Em uma de suas colunas semanais publicadas dois anos antes n’O Estado de São Paulo (Suplemento Literário, 7/12/63, p. 3), chamada “A gula”, o autor explicita alguns dos seus conceitos, ainda in statu nascendi:

O homem, como ser faminto, participa do reino animal. Como ser guloso supera a sua condição animalesca. A sua gula assume proporções deveras titânicas. Devora tudo. Devora a superfície e as entranhas da terra. Devora, psicologicamente, as suas próprias entranhas. Devora, hegelianamente, o seu próprio passado. Devora, pela ciência, o seu próprio futuro. Devora, pelo espírito, não somente tudo o que é, mas ainda tudo que é possível. A sua gula é insaciável. Quanto mais devora, tanto mais e mais depressa precisa devorar. Esse devorar insaciável e geometricamente acelerado é chamado de "progresso". Consideremos a fisiologia da gula. O homem devora, por exemplo, a natureza. Primeiro, põe a natureza na boca: apreende a natureza. Segundo, engole a natureza: compreende a natureza. Terceiro, digere a natureza: subjuga a natureza. Quarto, expele os detritos da natureza apreendida, compreendida e subjugada: evacua instrumentos. É neste sentido, um tanto repulsivo, que podemos afirmar que o progresso da civilização humaniza a natureza. A gula humana transforma a natureza progressivamente no excremento chamado "parque industrial". Mas a gula não para neste ponto. Volta-se contra o próprio parque industrial para devorá-lo (Flusser, 1963).

Sendo uma “perversão da fome”, a gula se transforma em geradora de detritos em grande escala, excrementos que se tornam eles mesmos devoradores do seu entorno e também de seus produtores. Tal devoração retrógrada apontada por Flusser vai ser também objeto da ira e da soberba da ciência. Assim surge na idade moderna a necessidade de lidar com o destino do lixo que determina o destino do homem e da natureza. E para lidar com as grossas camadas de excrementos, produtos e instrumentos mal digeridos, nascem as “ciências arqueológicas”, dentre elas uma “filosofia da gula”. Nas palavras de Flusser:

Urge portanto uma "filosofia da gula". Urge uma apreciação ética, estética e principalmente existencial da gula. Urge um reexame da angústia e do nojo existencial, estes característicos da nossa época, sob o signo da gula (ibíd.).

2. Os excrementos, os instrumentos e o lixo

Quase duas décadas depois, em 1972, já partindo para um segundo exilio, Flusser publica na revista Comentário, do Rio de Janeiro, um longo artigo com o título “A consumidora consumida”, no qual trata novamente, ao lado dos temas “consumo”, “ciências arqueológicas” “o papel da mulher na sociedade de consumo”, o tema do “lixo”. O texto datilografado, existente no Arquivo apenas com o título “A consumidora”, alterado possivelmente pelo editor da revista, oferece uma amostra do que ocuparia as preocupações do autor em suas últimas décadas europeias. Um conjunto de temas, aparentemente díspares entre si, são entrelaçados ao longo do ensaio.

(Dados registrados)
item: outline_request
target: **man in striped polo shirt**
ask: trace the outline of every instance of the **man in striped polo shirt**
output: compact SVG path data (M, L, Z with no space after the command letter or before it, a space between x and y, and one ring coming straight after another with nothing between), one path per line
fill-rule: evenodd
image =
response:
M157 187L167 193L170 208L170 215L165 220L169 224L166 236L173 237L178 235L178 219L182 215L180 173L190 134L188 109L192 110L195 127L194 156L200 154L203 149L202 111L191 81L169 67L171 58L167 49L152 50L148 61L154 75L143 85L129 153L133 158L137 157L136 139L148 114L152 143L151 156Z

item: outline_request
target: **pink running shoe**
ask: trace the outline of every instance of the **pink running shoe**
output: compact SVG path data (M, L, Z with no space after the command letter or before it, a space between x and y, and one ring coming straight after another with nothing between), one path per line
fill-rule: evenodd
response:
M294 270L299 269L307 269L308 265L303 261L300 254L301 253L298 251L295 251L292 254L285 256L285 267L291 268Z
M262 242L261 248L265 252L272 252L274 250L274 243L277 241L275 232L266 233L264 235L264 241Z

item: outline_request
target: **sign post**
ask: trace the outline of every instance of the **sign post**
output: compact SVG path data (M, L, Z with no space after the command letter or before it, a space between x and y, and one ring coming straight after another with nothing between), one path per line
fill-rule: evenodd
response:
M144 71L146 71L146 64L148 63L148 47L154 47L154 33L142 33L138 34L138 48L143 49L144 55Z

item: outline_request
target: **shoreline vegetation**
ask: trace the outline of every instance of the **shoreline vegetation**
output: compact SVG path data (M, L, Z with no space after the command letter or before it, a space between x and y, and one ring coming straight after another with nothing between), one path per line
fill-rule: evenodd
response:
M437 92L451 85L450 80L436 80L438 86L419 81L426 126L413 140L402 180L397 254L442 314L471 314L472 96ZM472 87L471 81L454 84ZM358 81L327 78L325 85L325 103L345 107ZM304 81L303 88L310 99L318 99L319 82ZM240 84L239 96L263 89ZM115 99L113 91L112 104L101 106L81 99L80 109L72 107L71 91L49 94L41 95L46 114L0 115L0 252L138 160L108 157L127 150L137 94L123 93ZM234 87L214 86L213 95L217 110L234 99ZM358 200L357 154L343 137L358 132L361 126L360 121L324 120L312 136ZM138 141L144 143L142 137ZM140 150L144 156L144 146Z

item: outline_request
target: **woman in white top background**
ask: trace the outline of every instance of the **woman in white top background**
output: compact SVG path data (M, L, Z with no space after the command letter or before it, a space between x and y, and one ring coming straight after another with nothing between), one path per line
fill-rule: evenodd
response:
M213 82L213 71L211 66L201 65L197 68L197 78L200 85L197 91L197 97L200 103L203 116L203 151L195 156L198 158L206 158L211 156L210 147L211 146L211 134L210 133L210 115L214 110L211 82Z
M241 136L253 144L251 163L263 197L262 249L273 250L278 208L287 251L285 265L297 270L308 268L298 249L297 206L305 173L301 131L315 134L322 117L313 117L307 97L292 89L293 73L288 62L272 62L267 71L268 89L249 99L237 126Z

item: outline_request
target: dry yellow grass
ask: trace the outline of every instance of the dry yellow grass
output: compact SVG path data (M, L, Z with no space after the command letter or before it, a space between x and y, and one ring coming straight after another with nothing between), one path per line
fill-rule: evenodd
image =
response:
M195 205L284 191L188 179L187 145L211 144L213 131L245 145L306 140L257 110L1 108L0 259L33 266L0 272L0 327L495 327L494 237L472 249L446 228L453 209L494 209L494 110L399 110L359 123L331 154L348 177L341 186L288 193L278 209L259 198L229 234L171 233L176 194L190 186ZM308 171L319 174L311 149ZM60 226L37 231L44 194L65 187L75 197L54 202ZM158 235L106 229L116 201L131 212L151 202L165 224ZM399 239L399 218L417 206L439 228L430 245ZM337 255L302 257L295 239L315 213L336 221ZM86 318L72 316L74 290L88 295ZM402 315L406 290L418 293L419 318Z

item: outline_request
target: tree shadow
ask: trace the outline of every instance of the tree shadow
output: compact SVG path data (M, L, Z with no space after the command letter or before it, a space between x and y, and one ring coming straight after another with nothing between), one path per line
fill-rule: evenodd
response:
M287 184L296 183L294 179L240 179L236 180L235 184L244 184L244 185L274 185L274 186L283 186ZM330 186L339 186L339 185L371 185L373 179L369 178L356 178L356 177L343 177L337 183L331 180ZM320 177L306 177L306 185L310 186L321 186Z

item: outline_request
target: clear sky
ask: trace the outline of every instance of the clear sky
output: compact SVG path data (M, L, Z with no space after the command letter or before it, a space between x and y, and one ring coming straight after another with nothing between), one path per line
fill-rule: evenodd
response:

• _Problemas e tarefas_
1. Transcreva fielmente um trecho do texto sobre a gula. Comece nas palavras que contêm "Urge portanto uma" e termine após "da gula (ibíd.).".
2. Enumere os temas que, segundo o texto sobre a gula, Flusser aborda no artigo "A consumidora consumida".
3. Dê continuidade ao texto sobre a gula a partir da última frase apresentada.

• _Conjunto de respostas_
1.
Urge portanto uma "filosofia da gula". Urge uma apreciação ética, estética e principalmente existencial da gula. Urge um reexame da angústia e do nojo existencial, estes característicos da nossa época, sob o signo da gula (ibíd.).

2.
- consumo
- ciências arqueológicas
- o papel da mulher na sociedade de consumo
- lixo

3.
Sua proposta de estudo do lixo, em seu sentido mais amplo, conforme veremos posteriormente em sua correspondência , incluindo o lixo cultural, ou seja não apenas o lixo material, mas também o lixo daquilo que Flusser chamará mais tarde de “não-coisas” (Undinge), revela-se de extrema atualidade nos dias de hoje, marcados pelo recrudescimento do obscurantismo mundo afora. Sua formulação “em prol de uma coprologia” (em 8/6/1983), proposta como palestra, enfatiza a expansão da natureza excremental na civilização humana. A proposta de uma antropologia coprológica coaduna com outros conceitos propostos por Flusser em sua obra madura, tais quais os conceitos de “aparelho”, “funcionário”, “pós-história”, “catástrofe-sem-nome” (cf. Baitello, 2010), revelando um pensamento crítico ao fundo de uma visão aparentemente otimista dos desenvolvimentos tecnológicos e sociais do homem.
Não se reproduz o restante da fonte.